## WHAT YOU WILL DO
Tally the lines of the data below that contain the string "instance". Give the tally and nothing else.

Stored entries:
======

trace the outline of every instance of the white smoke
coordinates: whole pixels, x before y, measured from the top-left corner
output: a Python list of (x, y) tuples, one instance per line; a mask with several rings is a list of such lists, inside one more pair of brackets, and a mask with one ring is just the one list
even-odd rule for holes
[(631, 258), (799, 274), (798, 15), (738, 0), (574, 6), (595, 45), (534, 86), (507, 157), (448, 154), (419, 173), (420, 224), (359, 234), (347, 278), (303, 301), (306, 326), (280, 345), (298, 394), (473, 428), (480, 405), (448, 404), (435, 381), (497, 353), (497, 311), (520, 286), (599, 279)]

======

## EXERCISE ANSWER
2